▶ [WHAT NEEDS TO BE DONE]
Rewrite the data as a JSON list of strings, one string per line, beginning at the line that contains "Target: winglet" and continuing through the end of the data, with blank lines omitted.

▶ [RECORDS PROVIDED]
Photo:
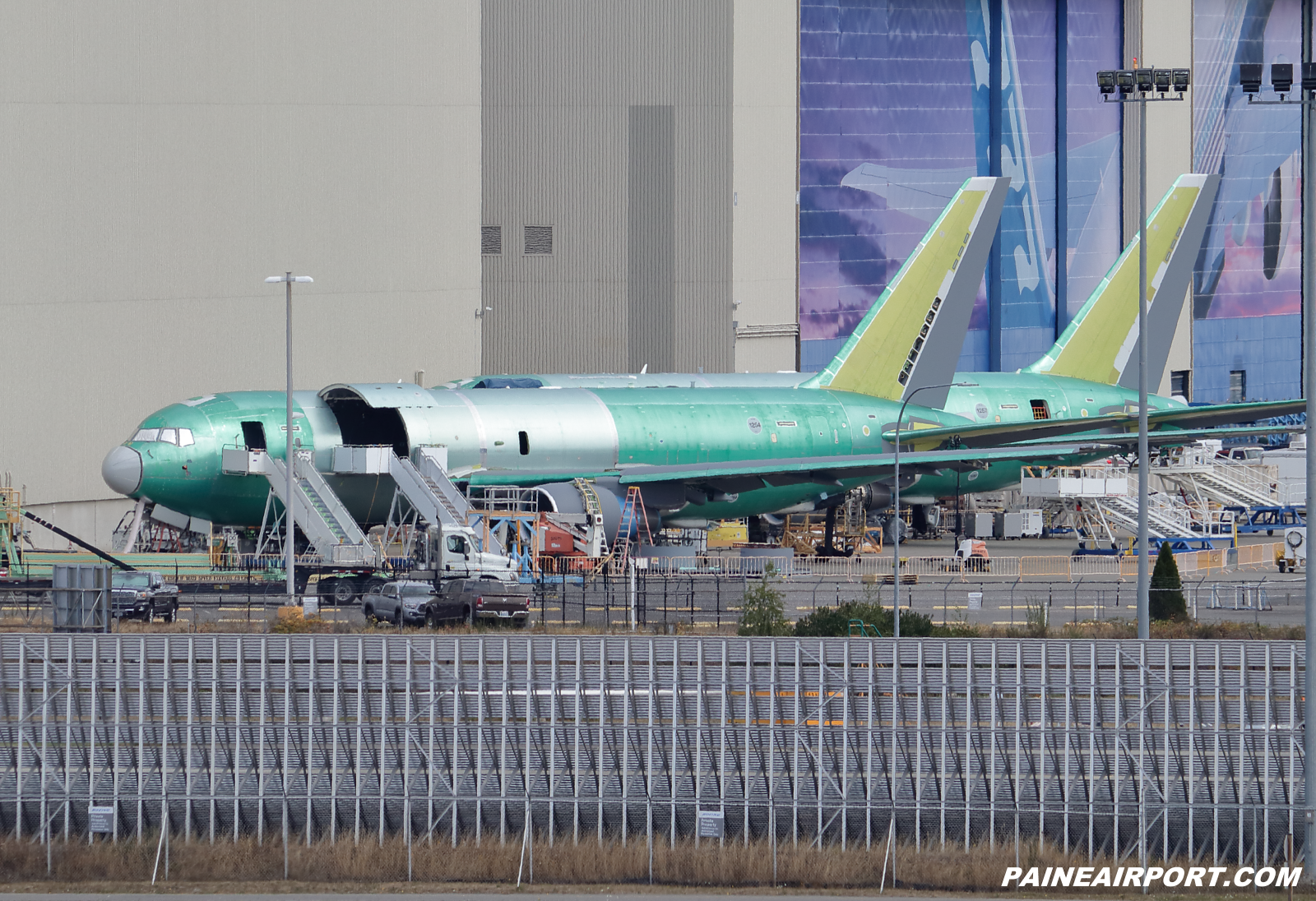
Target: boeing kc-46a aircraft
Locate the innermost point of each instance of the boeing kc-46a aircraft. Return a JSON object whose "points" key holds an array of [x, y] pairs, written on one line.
{"points": [[697, 453]]}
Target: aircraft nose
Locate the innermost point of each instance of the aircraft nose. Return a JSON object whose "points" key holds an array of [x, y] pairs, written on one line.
{"points": [[123, 470]]}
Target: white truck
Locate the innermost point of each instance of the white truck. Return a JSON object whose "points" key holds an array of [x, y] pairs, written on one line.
{"points": [[449, 552], [1295, 550]]}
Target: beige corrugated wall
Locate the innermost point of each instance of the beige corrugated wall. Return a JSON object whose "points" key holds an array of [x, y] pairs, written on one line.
{"points": [[559, 81], [162, 158]]}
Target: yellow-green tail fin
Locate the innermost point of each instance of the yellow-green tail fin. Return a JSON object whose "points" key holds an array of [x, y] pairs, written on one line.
{"points": [[914, 333], [1102, 341]]}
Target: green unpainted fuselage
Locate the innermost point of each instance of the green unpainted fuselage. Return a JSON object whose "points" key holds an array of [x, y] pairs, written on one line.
{"points": [[592, 433]]}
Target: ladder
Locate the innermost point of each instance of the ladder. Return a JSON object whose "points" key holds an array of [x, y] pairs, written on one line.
{"points": [[596, 539], [438, 499], [632, 520], [317, 511]]}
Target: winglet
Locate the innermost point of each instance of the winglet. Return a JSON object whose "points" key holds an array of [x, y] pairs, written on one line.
{"points": [[1107, 326], [914, 333]]}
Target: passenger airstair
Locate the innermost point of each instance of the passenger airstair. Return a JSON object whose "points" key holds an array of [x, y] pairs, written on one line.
{"points": [[432, 493], [319, 513], [1103, 499], [1197, 471]]}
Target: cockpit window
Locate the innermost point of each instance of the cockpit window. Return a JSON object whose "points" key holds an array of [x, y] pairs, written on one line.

▶ [THE OUTPUT]
[
  "Target: winglet",
  "Locate the innermost point of each instance of the winglet. Return a JSON object whose \"points\" key holds an array of [x, y] pairs, written on one line.",
  "{\"points\": [[1107, 326], [914, 333]]}",
  "Target: passenger airstair",
  "Locate the innermost point of each instance of the passenger airstair. Return a JSON object whose \"points\" key holds an array of [x, y] pairs, written on one line.",
  "{\"points\": [[432, 493], [319, 513], [1103, 499], [1197, 471]]}",
  "Target: cockpit window",
  "Locate the innermost point of each instance of the cockpit window. Return a JSON object whose \"points\" key holds an array of [x, y] pairs, written on one line."
]